* _Aim of the task_:
In how many rows of the listing below does the string "line" appear? Reply with the number alone.

^^^^^^^^

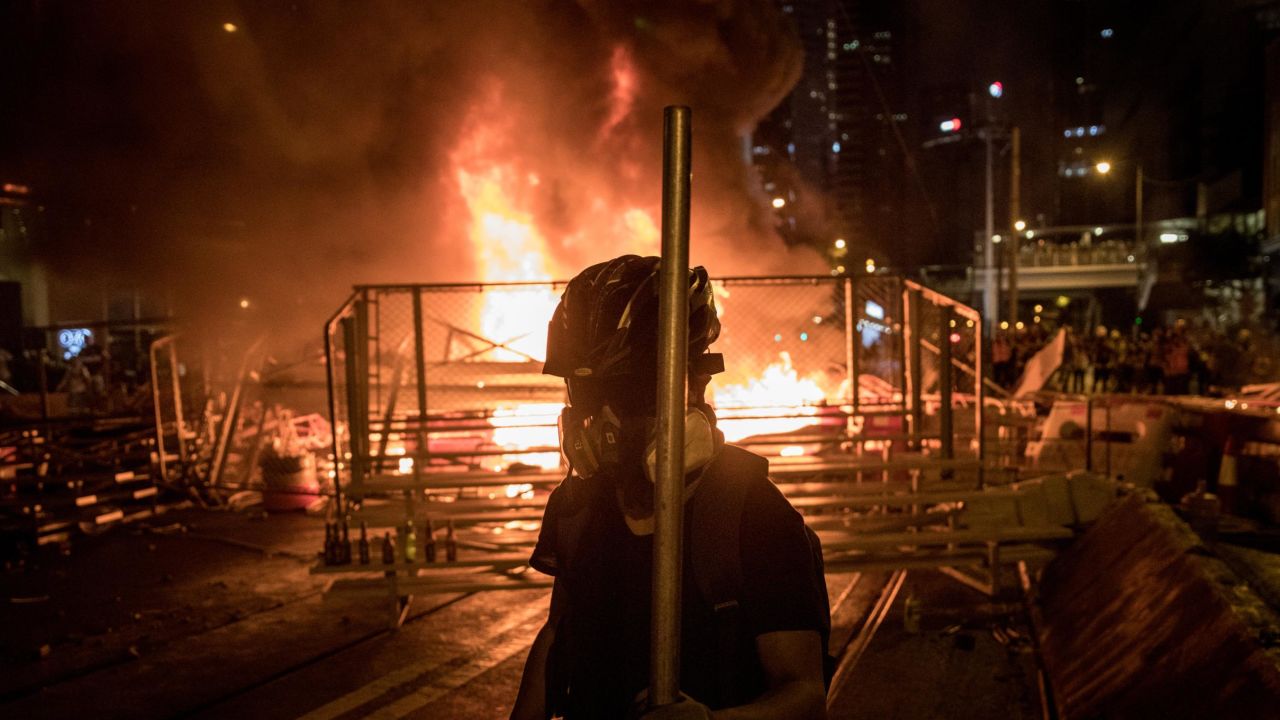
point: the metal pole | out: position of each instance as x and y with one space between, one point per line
901 341
979 423
420 361
1088 433
672 370
1137 201
913 317
1014 210
988 296
356 432
945 388
179 425
851 342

^^^^^^^^

* _Output below_:
1